- [Набор заданий]:
**a)** Ответьте на вопросы по отрывку о встрече Гринева с Пугачевым.
(i) В какой город прибыл Гринев, выбравшись из Белогорской крепости?
(ii) Где Гринев вновь оказался перед самозванцем?
(iii) К кому обратился Пугачев со словами «Слушай, фельдмаршал!»?
**b)** Повторите дословно часть отрывка о встрече Гринева с Пугачевым, начиная со слов «Глаза у Пугачева» и продолжая до слов «на ней жениться.» включительно.

- [Данный отрывок]:
Гринев выбрался из Белогорской крепости и прибыл в Оренбург. Тревога за судьбу своей возлюбленной Маши Мироновой не давала ему покоя, и он упросил свое начальство разрешить ему отправиться обратно и выручить девушку из разграбленной крепости. На пути к ней в Бердской слободе поручик вновь оказался перед самозванцем.

«Пугачев узнал меня с первого взгляду. Поддельная важность его вдруг исчезла. “А, ваше благородие! — сказал он мне с живостью. — Как поживаешь? Зачем тебя бог принес?” Я отвечал, что ехал по своему делу и что люди его меня остановили. “А по какому делу?” — спросил он меня…

— Я ехал в Белогорскую крепость избавить сироту, которую там обижают.

Глаза у Пугачева засверкали. “Кто из моих людей смеет обижать сироту? — закричал он. — Будь он семи пядей во лбу, а от суда моего не уйдет. Говори: кто виноватый?”

— Швабрин виноватый, — отвечал я. — Он держит в неволе ту девушку, которую ты видел, больную, у попадьи, и насильно хочет на ней жениться.

— Я проучу Швабрина, — сказал грозно Пугачев. — Он узнает, каково у меня своевольничать и обижать народ. Я его повешу».

После словесной перепалки Емельяна и его сподвижников, посоветовавших самозваному “государю” не торопится с расправой над Швабриным, а в первую очередь допросить оренбургского молодца, Пугачев продолжил разговор с Гриневым:

«— Расскажи-ка мне теперь, какое тебе дело до той девушки, которую Швабрин обижает? Уж не зазноба ли сердцу молодецкому? А?

— Она невеста моя, — отвечал я Пугачеву, видя благоприятную перемену погоды и не находя нужды скрывать истину.

— Твоя невеста! — закричал Пугачев. — Что ж ты прежде не сказал? Да мы тебя женим и на свадьбе твоей попируем! — Потом, обращаясь к Белобородову: — Слушай, фельдмаршал! Мы с его благородием старые приятели; сядем-ка да поужинаем; утро вечера мудренее. Завтра посмотрим, что с ним сделаем».

- [Записи данных]:
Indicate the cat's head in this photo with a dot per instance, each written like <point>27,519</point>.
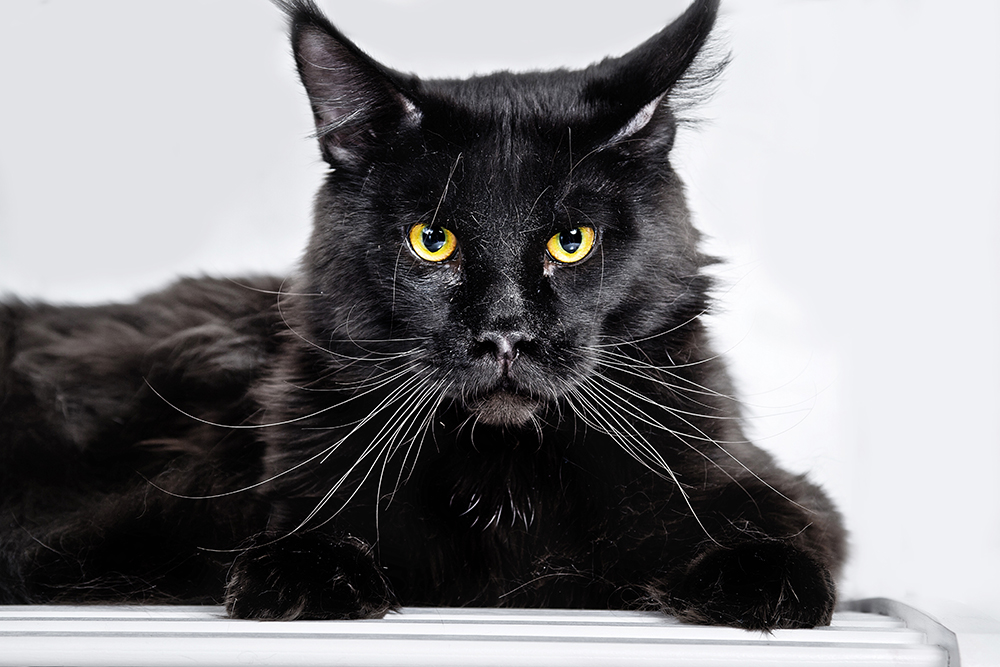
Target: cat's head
<point>499,228</point>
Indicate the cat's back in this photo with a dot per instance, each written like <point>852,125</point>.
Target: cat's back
<point>87,380</point>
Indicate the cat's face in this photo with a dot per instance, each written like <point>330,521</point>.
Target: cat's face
<point>502,230</point>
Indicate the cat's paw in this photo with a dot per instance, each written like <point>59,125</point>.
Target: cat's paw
<point>756,586</point>
<point>307,576</point>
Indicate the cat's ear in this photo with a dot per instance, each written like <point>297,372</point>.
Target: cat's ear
<point>357,103</point>
<point>629,90</point>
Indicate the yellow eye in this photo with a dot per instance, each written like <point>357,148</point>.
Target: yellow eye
<point>435,244</point>
<point>572,245</point>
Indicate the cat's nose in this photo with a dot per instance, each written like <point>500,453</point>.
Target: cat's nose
<point>505,346</point>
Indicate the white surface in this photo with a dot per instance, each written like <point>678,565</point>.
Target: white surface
<point>849,170</point>
<point>110,636</point>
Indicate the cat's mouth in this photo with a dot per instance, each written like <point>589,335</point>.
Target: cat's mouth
<point>504,407</point>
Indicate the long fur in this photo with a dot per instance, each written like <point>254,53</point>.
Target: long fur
<point>495,426</point>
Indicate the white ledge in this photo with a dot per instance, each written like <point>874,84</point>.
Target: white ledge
<point>160,635</point>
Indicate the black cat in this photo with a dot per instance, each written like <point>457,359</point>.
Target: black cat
<point>489,383</point>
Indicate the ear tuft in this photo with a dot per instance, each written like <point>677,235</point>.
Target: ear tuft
<point>630,89</point>
<point>357,103</point>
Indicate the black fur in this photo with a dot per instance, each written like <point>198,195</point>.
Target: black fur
<point>495,428</point>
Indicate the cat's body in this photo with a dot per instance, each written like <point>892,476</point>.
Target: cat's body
<point>488,385</point>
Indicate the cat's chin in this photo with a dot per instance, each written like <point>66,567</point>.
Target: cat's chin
<point>504,408</point>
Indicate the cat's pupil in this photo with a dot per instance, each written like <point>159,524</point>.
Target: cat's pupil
<point>571,240</point>
<point>433,238</point>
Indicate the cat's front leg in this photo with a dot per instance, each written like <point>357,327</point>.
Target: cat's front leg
<point>756,585</point>
<point>307,576</point>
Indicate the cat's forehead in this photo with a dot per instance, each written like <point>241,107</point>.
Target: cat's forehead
<point>542,104</point>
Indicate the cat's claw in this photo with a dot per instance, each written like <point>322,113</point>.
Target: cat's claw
<point>757,586</point>
<point>307,576</point>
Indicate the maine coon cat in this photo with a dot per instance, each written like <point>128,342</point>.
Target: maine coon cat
<point>489,382</point>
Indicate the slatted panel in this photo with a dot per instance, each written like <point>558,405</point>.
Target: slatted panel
<point>111,636</point>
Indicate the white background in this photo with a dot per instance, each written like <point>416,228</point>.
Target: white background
<point>848,168</point>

- [Полные ответы]:
**a)**
(i) В Оренбург.
(ii) В Бердской слободе.
(iii) К Белобородову.

**b)**
Глаза у Пугачева засверкали. “Кто из моих людей смеет обижать сироту? — закричал он. — Будь он семи пядей во лбу, а от суда моего не уйдет. Говори: кто виноватый?”

— Швабрин виноватый, — отвечал я. — Он держит в неволе ту девушку, которую ты видел, больную, у попадьи, и насильно хочет на ней жениться.